» **Page excerpt**
+---+
TeleMem: Building Long-Term and Multimodal Memory for Agentic AI
This work addresses the challenge of building efficient and accurate long-term memory for AI agents, particularly in multimodal contexts like gaming, though it appears incremental as it builds on existing RAG and memory frameworks.
The paper tackled the problem of limited long-term interaction and multimodal reasoning in AI agents by proposing TeleMem, a unified memory system that achieved 19% higher accuracy, 43% fewer tokens, and a 2.1x speedup compared to the state-of-the-art baseline.
Large language models (LLMs) excel at many NLP tasks but struggle to sustain long-term interactions due to limited attention over extended dialogue histories. Retrieval-augmented generation (RAG) mitigates this issue but lacks reliable mechanisms for updating or refining stored memories, leading to schema-driven hallucinations, inefficient write operations, and minimal support for multimodal reasoning.To address these challenges, we propose TeleMem, a unified long-term and multimodal memory system that maintains coherent user profiles through narrative dynamic extraction, ensuring that only dialogue-grounded information is preserved. TeleMem further introduces a structured writing pipeline that batches, retrieves, clusters, and consolidates memory entries, substantially improving storage efficiency, reducing token usage, and accelerating memory operations. Additionally, a multimodal memory module combined with ReAct-style reasoning equips the system with a closed-loop observe, think, and act process that enables accurate understanding of complex video content in long-term contexts. Experimental results show that TeleMem surpasses the state-of-the-art Mem0 baseline with 19% higher accuracy, 43% fewer tokens, and a 2.1x speedup on the ZH-4O long-term role-play gaming benchmark.
+---+
» **Work to complete**
Answer these questions about the TeleMem summary:
1. Which baseline does TeleMem surpass in the reported experiments?
2. On which benchmark were the experimental results obtained?
3. What four operations does the structured writing pipeline perform on memory entries?
Rely only on the TeleMem summary for your answers.

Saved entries
+---+
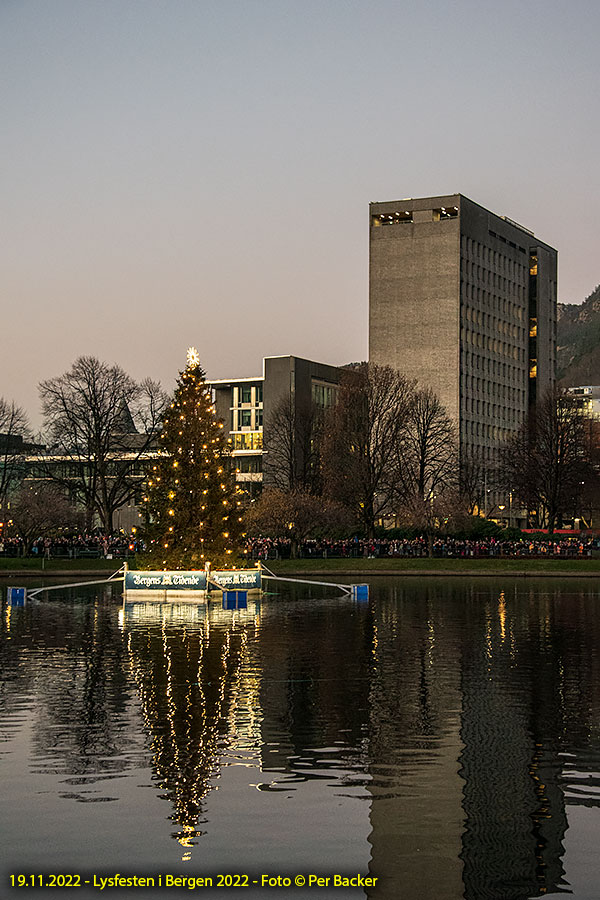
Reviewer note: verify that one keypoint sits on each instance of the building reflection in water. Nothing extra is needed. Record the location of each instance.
(463, 715)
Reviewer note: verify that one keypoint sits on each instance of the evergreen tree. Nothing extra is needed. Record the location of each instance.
(193, 505)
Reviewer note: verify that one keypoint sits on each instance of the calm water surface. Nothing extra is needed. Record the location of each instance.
(444, 737)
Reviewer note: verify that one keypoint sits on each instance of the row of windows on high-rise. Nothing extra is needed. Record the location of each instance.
(473, 362)
(246, 418)
(483, 319)
(475, 385)
(490, 410)
(487, 432)
(510, 309)
(484, 342)
(493, 258)
(479, 276)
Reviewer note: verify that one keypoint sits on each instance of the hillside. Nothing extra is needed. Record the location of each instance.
(578, 339)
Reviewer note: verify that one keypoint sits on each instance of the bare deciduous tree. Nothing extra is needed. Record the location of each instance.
(296, 515)
(548, 459)
(427, 463)
(363, 441)
(100, 425)
(293, 439)
(41, 511)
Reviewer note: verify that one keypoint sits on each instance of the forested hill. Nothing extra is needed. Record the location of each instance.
(578, 356)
+---+
» **Answer to the problem**
1. The state-of-the-art Mem0 baseline.
2. The ZH-4O long-term role-play gaming benchmark.
3. It batches, retrieves, clusters, and consolidates them.